For the word "point", find each line in the entries where it occurs and copy that line.

**Material provided**.
'''

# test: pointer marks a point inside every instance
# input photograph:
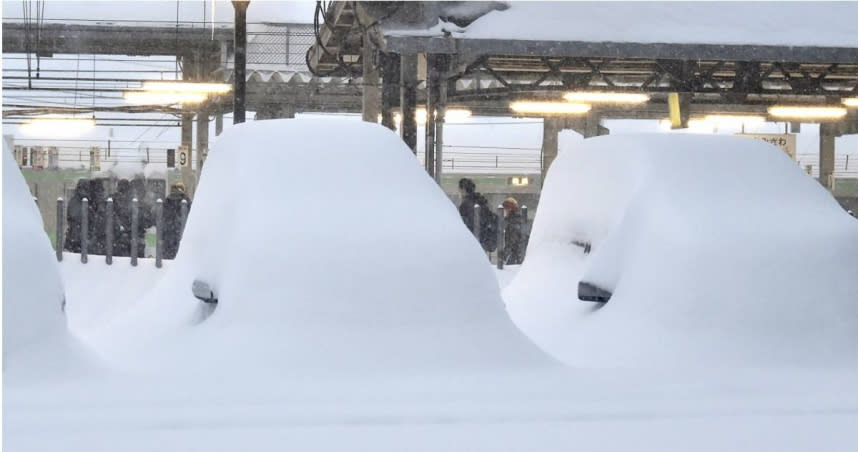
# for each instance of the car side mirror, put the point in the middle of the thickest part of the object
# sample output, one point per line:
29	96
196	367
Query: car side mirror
591	292
203	291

'''

**Exercise solution**.
# test: pointer marks a point inside every instance
# for each instance of the car side mirror, put the point in the middle of the thickest part of the object
# sample output, one point per line:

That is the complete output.